## Questions
1. According to the prison-population chat transcript, since what year has Susan K. Urahn done research and analysis for Pew Charitable Trusts?
2. Carry on the prison-population chat transcript from the point where it stops.

## Source extract
Susan K. Urahn
Managing Director, Pew Center on the States
Friday, February 29, 2008 10:30 AM
Pew Center on the States managing director Susan K. Urahn was online Friday, Feb. 29 at 10:30 a.m. ET to discuss the center's report (.pdf file) on the record-high U.S. prison population, which outstrips that of any other country, both numerically and as a percentage of the overall population.
The transcript follows.
Urahn has been doing research and analysis for Pew Charitable Trusts since 1994. Prior to that she worked on education policy for the Minnesota House of Representatives for more than a decade, and also did education research for the University of Minnesota.
Susan K. Urahn: Hi, I'm Sue Urahn, managing director of the Pew Center on the States. Just getting organized here, and we'll start answering questions now. In the meantime, the report is available at www.pewcenteronthestates.org if you need it.
San Francisco: Were you surprised at the attention the report has received? I ask because, however compellingly presented, the data shouldn't have come as a surprise to anyone. Is it the 1-in-100 marker that has made people sit up and take notice, even when the upward trends in incarceration have been clear for two decades? (Caveat: I have a background in criminological research, so I may be more aware of these trends than most people, but I hope that the average socially-aware individual at least has been aware of the phenomenon before now.)
Susan K. Urahn: We were a bit surprised by the attention. You are absolutely right, we've been approaching this threshold for quite some time, but when you step back and look at the number, it is quite staggering.
Austin, Texas: Your study provides timely and important information about the U.S. incarceration rate. I had two questions. First, were you able to examine incarceration rates at the county or city levels? Second, did you consider examining prison admissions for specific types of offenses, such as drug offenses? Thank you for your time.

## Extracted material

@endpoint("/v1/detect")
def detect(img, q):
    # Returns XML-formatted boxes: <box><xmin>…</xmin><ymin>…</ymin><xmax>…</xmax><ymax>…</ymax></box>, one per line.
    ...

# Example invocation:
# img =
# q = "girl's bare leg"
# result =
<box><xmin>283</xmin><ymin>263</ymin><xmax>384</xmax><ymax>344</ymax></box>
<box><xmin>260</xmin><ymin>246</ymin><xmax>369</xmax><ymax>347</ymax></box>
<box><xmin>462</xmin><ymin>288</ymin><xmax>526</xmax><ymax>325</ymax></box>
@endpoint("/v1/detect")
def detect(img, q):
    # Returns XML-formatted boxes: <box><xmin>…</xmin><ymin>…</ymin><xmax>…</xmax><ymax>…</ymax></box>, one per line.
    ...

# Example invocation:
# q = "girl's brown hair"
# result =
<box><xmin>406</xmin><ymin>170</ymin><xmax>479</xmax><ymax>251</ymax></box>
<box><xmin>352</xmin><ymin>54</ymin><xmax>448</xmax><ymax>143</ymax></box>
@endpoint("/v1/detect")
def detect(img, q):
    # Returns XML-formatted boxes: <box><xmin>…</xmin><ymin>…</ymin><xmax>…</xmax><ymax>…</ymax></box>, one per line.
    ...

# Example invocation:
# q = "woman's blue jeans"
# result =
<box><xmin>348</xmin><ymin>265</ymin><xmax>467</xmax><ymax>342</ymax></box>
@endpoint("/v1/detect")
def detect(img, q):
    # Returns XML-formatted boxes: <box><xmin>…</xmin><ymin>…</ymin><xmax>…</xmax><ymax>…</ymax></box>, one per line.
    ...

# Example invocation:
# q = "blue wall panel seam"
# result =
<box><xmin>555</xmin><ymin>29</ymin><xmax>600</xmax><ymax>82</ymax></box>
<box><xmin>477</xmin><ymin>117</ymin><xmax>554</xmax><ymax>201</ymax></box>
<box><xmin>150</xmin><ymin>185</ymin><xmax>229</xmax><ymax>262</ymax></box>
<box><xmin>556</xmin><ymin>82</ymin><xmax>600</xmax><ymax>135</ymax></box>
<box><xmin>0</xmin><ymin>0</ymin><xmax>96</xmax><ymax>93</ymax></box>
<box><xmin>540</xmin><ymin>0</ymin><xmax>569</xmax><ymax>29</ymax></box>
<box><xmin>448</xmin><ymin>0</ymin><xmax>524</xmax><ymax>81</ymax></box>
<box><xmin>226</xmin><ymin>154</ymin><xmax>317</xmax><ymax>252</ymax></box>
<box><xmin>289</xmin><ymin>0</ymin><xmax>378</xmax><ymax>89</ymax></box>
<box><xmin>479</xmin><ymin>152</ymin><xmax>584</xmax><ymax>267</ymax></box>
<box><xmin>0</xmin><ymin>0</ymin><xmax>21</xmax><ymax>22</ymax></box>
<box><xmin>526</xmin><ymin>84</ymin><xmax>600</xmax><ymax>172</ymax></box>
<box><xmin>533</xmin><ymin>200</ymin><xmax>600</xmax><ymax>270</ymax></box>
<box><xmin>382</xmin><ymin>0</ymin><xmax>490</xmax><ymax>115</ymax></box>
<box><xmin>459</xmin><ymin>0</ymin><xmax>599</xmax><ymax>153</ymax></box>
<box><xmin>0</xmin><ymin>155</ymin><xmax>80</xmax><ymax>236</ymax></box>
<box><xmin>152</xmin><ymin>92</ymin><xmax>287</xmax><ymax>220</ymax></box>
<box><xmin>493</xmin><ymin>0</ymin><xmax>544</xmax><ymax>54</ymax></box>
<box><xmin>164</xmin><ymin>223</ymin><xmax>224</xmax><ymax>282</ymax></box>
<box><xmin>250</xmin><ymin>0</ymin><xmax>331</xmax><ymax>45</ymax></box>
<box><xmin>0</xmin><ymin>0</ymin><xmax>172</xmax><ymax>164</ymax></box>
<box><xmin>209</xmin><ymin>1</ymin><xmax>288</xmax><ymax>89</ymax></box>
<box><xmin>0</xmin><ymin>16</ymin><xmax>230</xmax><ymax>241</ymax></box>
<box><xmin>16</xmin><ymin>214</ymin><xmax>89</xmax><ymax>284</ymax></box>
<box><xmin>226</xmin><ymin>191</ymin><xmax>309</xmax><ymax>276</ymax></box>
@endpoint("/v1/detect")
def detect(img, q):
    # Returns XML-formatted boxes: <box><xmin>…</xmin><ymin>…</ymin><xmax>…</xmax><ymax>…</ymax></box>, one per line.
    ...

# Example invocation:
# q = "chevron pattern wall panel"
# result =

## Response list
1. Since 1994.

2.
Susan K. Urahn: We did not look at county and city levels for this report. It is an important point of comparison, but our focus was on states. States define offense categories in very different ways, so it'sdifficult to make an apples-to-apples comparison there.
The larger point, however, is that it's important to look at the relative risk different types of offenders pose for public safety and whether incarceration is the appropriate response. That is what more and more states are doing as they work to protect public safety and be fiscally responsible.
Brooklyn, N.Y.: The Pew study does not include numbers for juvenile prisoners. Why not?
Susan K. Urahn: The study focused, in part, on the financial implications of the incarceration growth. While juveniles are an important part of the equation -- and tend to cost more per inmate than the adult population -- they are a small percentage of the overall inmate population. Less than 5 percent.
New York: Have you heard from any politicians since this report has been released? Are they generally in favor of such high incarceration rates as "proof" of how tough on crime they are, or do they recognize that many of those in prison are there unjustly?
Susan K. Urahn: What we're seeing is state leaders around the country starting to call timeouts. We are seeing activity in several states where legislators from both parties are saying: "We aren't getting our money's worth out of prisons. Recidivism rates are still too high. Corrections spending is crowding dollars for other pressing priorities, like health care and education. We've got to find a better way."
Kansas and Texas are interesting examples of states where we've seen very thoughtful attention and response to this issue.
Northern Virginia: One question and a comment: Does this report include illegal aliens in jail? My comment is that you can view this in a positive way and in a negative way. The positive is that it demonstrates this is a nation of laws and that you will be punished for committing a crime. The negative is that it keeps nonviolent criminals in (i.e. casual drug users) at a huge expense to the taxpayer. Those other nations that denounce the U.S. for its high incarceration rate shouldn't be so sanctimonious. Are their justice systems more efficient and less flawed than ours? I think not. What say you?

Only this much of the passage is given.